>> BEGIN Supplied information
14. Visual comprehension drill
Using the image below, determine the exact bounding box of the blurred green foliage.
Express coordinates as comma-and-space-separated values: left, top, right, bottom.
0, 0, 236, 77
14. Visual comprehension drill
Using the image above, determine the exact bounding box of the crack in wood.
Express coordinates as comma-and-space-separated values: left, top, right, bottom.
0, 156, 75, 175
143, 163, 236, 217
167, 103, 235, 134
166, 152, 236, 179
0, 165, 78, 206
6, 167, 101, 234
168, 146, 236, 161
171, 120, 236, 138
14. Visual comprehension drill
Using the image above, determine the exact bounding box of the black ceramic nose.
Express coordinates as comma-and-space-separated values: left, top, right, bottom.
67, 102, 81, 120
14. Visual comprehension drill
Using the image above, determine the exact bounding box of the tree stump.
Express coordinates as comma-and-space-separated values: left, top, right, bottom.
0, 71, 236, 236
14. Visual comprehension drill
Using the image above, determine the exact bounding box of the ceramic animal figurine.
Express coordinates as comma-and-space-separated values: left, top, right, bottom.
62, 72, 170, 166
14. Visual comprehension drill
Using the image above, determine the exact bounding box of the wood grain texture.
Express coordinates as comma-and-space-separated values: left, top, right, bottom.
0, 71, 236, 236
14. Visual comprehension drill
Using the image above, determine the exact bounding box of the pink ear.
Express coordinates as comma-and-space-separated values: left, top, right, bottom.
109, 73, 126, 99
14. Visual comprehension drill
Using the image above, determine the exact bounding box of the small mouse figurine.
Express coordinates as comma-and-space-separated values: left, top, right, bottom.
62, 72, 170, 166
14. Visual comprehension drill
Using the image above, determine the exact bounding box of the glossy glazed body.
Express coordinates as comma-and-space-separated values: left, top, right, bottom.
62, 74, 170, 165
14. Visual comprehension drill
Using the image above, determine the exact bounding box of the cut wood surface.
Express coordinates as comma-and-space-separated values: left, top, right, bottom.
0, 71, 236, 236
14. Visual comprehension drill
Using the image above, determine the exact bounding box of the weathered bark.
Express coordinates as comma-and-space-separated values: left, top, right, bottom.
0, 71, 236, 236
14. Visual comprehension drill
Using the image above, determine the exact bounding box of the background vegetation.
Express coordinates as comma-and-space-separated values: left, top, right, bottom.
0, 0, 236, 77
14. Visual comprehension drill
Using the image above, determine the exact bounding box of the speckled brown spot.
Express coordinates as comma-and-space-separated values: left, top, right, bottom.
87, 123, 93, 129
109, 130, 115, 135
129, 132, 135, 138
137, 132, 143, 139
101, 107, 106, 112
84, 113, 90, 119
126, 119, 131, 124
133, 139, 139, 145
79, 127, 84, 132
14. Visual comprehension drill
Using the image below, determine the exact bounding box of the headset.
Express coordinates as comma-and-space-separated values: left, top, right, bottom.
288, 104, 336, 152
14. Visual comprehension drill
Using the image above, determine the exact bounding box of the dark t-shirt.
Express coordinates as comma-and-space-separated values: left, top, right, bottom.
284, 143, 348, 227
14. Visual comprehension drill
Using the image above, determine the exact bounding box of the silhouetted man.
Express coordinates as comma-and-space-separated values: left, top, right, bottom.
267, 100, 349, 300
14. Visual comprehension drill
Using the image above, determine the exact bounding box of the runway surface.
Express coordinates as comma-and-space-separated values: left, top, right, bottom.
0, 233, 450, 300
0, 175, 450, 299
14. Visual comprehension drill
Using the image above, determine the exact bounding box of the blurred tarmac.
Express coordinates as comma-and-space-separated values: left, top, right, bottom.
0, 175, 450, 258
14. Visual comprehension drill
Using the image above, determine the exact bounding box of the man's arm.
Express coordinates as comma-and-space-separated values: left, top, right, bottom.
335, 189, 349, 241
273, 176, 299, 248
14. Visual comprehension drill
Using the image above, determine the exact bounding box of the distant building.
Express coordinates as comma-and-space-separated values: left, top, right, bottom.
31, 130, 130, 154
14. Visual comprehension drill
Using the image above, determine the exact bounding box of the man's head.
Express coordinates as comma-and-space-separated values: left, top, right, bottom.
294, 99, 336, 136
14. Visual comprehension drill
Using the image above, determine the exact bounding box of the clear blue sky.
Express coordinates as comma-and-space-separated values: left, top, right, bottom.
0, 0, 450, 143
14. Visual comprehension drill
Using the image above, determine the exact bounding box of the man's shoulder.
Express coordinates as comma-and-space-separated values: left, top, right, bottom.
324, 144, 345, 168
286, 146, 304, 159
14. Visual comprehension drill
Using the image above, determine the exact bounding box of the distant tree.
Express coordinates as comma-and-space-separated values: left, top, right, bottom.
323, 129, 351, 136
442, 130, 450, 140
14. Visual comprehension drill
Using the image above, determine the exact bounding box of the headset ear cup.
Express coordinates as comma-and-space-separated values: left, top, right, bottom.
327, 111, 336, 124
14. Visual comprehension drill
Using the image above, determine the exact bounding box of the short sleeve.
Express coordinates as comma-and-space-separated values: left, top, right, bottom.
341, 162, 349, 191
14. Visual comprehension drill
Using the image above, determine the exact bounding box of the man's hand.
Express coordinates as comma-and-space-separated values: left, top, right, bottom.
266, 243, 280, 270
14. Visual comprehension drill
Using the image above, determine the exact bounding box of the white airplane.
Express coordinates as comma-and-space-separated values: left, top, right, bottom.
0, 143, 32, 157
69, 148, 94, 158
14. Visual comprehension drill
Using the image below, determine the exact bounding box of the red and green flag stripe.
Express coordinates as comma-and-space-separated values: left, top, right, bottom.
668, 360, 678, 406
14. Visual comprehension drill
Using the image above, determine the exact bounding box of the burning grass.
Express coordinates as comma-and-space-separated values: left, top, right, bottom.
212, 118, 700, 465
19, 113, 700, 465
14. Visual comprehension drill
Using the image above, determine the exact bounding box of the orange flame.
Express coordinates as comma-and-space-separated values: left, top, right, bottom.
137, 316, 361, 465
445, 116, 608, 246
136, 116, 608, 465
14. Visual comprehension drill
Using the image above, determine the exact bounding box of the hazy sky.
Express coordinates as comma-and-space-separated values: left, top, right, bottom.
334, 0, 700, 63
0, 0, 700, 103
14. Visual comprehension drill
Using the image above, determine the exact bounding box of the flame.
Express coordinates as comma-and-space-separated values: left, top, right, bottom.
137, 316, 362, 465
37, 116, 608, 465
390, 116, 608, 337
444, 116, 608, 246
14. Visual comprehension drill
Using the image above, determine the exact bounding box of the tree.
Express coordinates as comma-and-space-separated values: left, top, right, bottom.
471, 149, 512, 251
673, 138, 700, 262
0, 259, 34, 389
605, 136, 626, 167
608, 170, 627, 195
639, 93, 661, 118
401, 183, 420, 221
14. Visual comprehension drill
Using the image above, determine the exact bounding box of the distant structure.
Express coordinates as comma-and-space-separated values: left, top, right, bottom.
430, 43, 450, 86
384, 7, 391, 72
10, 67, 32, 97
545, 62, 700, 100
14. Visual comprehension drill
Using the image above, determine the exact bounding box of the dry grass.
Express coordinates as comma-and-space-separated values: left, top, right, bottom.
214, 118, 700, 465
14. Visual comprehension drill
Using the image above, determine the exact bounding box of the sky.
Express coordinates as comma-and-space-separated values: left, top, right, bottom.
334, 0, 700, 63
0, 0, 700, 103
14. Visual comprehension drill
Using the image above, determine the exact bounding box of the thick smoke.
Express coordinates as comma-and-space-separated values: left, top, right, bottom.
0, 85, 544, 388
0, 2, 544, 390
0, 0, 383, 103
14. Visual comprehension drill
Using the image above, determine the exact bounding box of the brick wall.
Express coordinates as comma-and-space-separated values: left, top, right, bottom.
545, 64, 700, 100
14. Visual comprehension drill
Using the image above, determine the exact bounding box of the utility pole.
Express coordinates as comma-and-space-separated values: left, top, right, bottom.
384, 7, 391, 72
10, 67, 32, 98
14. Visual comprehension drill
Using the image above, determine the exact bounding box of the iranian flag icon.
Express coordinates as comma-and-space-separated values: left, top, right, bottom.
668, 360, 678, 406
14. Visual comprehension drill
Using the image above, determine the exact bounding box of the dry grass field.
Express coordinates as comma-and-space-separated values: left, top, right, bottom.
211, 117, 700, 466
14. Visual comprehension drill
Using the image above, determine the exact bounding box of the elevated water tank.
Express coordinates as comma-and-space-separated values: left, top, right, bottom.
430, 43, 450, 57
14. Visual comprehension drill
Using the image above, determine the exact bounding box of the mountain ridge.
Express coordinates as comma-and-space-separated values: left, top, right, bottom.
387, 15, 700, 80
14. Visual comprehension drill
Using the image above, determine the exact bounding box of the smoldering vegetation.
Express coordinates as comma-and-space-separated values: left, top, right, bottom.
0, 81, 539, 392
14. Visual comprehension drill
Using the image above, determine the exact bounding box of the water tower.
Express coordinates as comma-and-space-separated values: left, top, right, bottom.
>> END Supplied information
▶ **Problem to work on**:
Please pull out every line of the items above that contains the following word, treating uppercase and lowercase as different: "below".

▶ **Answer to this task**:
Using the image below, determine the exact bounding box of the blurred green foliage.
Using the image below, determine the exact bounding box of the headset.
Using the image below, determine the exact bounding box of the red and green flag stripe.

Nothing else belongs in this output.